* **WORK TO DO**: What is needed is an exact repeat of the lines from the line containing "Practice. Find the purple skirt" through the final line of the entries below, and nothing else.

## BEGIN ROWS

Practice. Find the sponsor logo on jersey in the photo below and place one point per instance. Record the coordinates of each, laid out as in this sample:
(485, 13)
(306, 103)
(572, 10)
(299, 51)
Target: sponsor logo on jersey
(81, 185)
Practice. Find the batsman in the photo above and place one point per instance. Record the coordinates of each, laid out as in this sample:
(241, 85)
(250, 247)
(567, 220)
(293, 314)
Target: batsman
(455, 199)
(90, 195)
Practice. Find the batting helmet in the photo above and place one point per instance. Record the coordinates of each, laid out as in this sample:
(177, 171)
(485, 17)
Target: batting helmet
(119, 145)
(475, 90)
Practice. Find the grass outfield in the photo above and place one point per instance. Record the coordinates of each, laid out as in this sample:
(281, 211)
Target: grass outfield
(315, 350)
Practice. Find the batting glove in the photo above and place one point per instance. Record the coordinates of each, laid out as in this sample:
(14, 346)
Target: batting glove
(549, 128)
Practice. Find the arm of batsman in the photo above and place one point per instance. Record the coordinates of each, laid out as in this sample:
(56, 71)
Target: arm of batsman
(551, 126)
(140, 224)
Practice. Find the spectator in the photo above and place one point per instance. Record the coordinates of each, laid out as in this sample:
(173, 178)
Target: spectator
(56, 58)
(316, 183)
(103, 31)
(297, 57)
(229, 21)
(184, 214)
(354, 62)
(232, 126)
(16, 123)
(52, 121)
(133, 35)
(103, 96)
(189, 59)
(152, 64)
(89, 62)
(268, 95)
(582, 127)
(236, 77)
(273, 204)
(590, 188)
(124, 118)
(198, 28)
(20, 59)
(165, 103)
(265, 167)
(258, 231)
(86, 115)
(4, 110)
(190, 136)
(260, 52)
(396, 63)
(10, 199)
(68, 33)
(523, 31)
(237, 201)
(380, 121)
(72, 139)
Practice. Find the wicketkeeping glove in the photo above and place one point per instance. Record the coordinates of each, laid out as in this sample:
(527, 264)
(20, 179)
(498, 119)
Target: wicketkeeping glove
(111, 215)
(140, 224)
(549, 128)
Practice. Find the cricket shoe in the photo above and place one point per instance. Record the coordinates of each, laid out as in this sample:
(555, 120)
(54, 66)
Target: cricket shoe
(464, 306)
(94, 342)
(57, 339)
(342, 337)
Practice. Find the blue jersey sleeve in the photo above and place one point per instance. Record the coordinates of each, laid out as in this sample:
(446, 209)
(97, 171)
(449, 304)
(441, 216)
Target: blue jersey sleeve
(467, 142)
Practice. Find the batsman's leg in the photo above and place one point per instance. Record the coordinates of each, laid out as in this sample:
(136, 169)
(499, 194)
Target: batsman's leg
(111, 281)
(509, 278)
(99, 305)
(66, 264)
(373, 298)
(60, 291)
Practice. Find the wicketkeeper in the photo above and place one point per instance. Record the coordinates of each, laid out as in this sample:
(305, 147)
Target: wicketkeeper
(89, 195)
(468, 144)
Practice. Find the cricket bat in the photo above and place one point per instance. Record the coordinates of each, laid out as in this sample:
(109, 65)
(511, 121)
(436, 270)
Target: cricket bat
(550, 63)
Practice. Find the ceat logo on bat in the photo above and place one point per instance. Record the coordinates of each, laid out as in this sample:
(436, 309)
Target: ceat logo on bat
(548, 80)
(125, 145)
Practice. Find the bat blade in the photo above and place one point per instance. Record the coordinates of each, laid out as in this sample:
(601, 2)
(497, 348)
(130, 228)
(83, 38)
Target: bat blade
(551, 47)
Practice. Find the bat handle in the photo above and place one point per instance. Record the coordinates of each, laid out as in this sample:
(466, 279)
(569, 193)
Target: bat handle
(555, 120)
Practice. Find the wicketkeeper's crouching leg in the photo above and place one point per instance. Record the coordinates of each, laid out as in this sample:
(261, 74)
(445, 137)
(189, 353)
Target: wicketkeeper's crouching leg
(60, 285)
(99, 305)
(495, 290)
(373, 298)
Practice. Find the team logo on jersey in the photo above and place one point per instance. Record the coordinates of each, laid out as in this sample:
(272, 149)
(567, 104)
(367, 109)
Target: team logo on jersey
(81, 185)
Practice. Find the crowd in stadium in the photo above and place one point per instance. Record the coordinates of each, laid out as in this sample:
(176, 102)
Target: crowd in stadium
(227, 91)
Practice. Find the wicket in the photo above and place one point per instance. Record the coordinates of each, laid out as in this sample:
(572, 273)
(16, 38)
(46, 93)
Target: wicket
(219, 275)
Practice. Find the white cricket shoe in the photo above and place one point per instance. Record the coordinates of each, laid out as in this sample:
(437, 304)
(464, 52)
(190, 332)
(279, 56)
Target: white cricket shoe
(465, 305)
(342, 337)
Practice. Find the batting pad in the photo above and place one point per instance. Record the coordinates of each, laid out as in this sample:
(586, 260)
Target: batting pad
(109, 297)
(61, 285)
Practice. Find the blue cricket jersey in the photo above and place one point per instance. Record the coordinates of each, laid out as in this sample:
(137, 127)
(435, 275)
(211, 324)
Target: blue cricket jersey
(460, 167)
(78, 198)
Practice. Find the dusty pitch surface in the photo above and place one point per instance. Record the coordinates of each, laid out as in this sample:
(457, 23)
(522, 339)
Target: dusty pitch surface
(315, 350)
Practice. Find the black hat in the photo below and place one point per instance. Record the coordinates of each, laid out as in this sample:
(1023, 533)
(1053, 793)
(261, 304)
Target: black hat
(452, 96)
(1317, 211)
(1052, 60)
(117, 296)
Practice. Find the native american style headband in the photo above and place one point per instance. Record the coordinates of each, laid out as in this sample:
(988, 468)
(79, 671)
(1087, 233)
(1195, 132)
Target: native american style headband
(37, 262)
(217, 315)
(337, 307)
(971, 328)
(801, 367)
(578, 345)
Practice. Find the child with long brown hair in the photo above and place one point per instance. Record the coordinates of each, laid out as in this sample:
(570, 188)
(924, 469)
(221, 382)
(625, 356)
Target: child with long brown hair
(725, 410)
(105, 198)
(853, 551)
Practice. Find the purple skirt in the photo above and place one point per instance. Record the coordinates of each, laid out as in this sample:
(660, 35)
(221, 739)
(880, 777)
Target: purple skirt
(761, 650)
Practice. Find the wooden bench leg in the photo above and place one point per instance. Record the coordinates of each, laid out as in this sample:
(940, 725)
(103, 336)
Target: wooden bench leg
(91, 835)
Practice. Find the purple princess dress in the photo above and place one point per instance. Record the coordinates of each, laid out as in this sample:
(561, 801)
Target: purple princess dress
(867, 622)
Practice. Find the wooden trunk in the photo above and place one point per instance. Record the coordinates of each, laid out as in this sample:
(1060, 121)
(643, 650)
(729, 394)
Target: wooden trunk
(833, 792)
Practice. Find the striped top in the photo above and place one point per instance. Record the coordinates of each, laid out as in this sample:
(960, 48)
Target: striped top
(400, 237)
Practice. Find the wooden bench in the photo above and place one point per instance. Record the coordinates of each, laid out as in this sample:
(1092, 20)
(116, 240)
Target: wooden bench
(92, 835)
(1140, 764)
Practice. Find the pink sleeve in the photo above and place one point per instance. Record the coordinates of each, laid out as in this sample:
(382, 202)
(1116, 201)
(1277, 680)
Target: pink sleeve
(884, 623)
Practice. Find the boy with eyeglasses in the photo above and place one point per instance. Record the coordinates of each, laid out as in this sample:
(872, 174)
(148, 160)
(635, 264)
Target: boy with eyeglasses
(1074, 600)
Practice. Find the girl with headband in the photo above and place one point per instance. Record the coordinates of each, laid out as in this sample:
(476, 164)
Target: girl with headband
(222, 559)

## END ROWS

* **RESPONSE BELOW**:
Practice. Find the purple skirt in the photo above and place one point per instance. Record the coordinates of each, laid out as in this sample:
(660, 35)
(221, 739)
(880, 777)
Target: purple skirt
(761, 650)
Practice. Find the wooden bench leg in the photo above and place one point per instance. Record the coordinates of each, laid out as in this sample:
(940, 725)
(103, 336)
Target: wooden bench leg
(91, 835)
Practice. Find the purple princess dress in the photo above and place one point per instance. Record the coordinates of each, laid out as in this sample:
(561, 801)
Target: purple princess dress
(867, 622)
Practice. Find the wooden trunk in the photo above and place one point per instance. Record the coordinates of each, laid out as in this sample:
(1060, 121)
(643, 650)
(729, 394)
Target: wooden trunk
(833, 792)
Practice. Find the striped top in the photo above and place one point per instance. Record the coordinates of each, laid out as in this sample:
(960, 48)
Target: striped top
(400, 237)
Practice. Find the wooden bench in the photo above and place one point per instance. Record the coordinates of each, laid out as in this sample:
(1092, 20)
(116, 240)
Target: wooden bench
(92, 835)
(1140, 764)
Practice. Find the pink sleeve in the photo above and place one point per instance. Record the coordinates of each, laid out as in this sample:
(382, 202)
(1116, 201)
(1277, 680)
Target: pink sleeve
(884, 623)
Practice. Find the boy with eyeglasses in the photo above and place one point per instance. Record the coordinates of each, laid out as in this sample:
(872, 174)
(148, 160)
(635, 264)
Target: boy with eyeglasses
(1074, 600)
Practice. Find the girl with headband in the photo above and place one point per instance. Record the coordinates of each, laid out as in this sample:
(476, 164)
Target: girl with headband
(222, 559)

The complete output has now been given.